Exercise task:
Restate the entries below verbatim.

Records for the task:
[Start]

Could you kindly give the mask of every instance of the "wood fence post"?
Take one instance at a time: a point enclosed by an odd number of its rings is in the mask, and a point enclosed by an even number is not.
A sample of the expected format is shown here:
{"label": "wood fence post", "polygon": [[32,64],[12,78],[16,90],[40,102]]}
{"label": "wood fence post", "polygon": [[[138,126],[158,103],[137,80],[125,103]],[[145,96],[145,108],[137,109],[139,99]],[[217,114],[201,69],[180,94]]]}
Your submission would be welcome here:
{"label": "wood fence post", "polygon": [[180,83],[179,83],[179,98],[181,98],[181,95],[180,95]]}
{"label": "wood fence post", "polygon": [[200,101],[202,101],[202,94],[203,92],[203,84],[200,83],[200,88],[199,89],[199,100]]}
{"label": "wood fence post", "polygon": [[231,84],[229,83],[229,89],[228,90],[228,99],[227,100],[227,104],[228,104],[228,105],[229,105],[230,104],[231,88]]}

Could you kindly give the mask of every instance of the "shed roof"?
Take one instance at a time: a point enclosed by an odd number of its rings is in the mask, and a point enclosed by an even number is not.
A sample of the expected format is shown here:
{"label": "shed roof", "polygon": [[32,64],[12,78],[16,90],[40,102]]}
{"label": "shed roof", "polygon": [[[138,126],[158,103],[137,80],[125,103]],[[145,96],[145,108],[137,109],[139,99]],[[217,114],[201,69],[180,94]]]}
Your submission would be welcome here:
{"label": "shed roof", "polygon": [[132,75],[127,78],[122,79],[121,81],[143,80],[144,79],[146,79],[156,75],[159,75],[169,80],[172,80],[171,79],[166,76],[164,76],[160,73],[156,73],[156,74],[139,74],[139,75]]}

[End]

Task result:
Could you kindly give the mask of every instance of the "wood fence post"?
Take one instance at a time: a point enclosed by an odd number of its rings is in the mask, and a point enclosed by an even number is not.
A sample of the expected format is shown here:
{"label": "wood fence post", "polygon": [[32,64],[12,78],[16,90],[40,102]]}
{"label": "wood fence post", "polygon": [[[138,126],[158,103],[137,80],[125,103]],[[145,96],[145,108],[137,109],[139,99]],[[217,114],[201,69],[180,94]]]}
Your submission would be welcome here:
{"label": "wood fence post", "polygon": [[180,83],[179,83],[179,98],[181,98],[181,95],[180,95]]}
{"label": "wood fence post", "polygon": [[200,101],[202,101],[202,94],[203,92],[203,84],[200,83],[200,88],[199,89],[199,100]]}
{"label": "wood fence post", "polygon": [[231,84],[229,83],[229,89],[228,90],[228,99],[227,100],[227,104],[228,104],[228,105],[229,105],[230,104],[231,88]]}

Could you kindly give the mask of every instance of the "shed roof"?
Take one instance at a time: a point enclosed by an odd number of its rings is in the mask, and a point enclosed by an even number is not.
A sample of the expected format is shown here:
{"label": "shed roof", "polygon": [[32,64],[12,78],[16,90],[40,102]]}
{"label": "shed roof", "polygon": [[[138,126],[158,103],[137,80],[125,103]],[[145,96],[145,108],[137,109],[139,99]],[[217,114],[201,69],[180,94]]]}
Your submission would be welcome here:
{"label": "shed roof", "polygon": [[132,75],[127,78],[122,79],[121,81],[143,80],[144,79],[146,79],[156,75],[159,75],[169,80],[172,80],[171,79],[166,76],[164,76],[160,73],[156,73],[156,74],[139,74],[139,75]]}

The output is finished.